(Collected data entries)
- Opening Delimiter -

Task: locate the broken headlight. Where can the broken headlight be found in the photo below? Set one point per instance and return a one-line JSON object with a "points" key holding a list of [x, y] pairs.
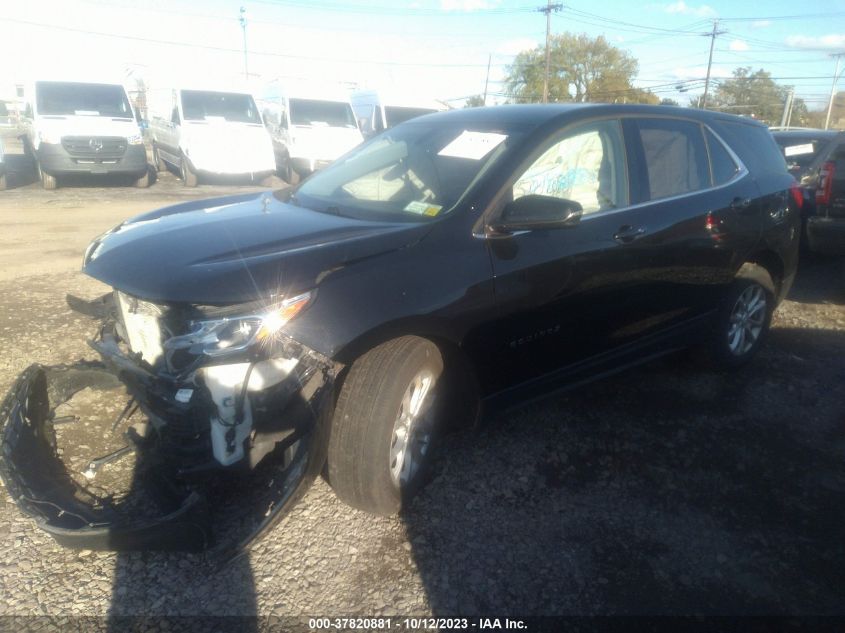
{"points": [[217, 337]]}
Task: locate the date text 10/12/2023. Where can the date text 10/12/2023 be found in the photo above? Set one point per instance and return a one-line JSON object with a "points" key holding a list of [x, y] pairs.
{"points": [[415, 624]]}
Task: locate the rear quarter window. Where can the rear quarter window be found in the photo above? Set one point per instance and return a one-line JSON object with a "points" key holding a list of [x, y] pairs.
{"points": [[675, 157], [754, 145]]}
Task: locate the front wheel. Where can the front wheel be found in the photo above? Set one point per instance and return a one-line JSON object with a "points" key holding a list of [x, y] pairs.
{"points": [[47, 181], [743, 321], [386, 424]]}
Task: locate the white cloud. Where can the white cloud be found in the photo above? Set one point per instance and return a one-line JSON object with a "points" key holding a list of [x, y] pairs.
{"points": [[468, 5], [682, 8], [512, 47], [833, 41]]}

- Closing Delimiter -

**PROBLEM TO SOLVE**
Return, exactly as written, only those lines that run from the one with "Task: locate the white" to the last line of the data, both of those lines included.

**RESPONSE TO THIS EXERCISE**
Task: locate the white cloud. Where can the white cloud be found in the photo above? Set one point per instance and return a one-line JSON object with a "points" key holding a list of [x, y] pairs.
{"points": [[468, 5], [682, 8], [512, 47], [833, 41]]}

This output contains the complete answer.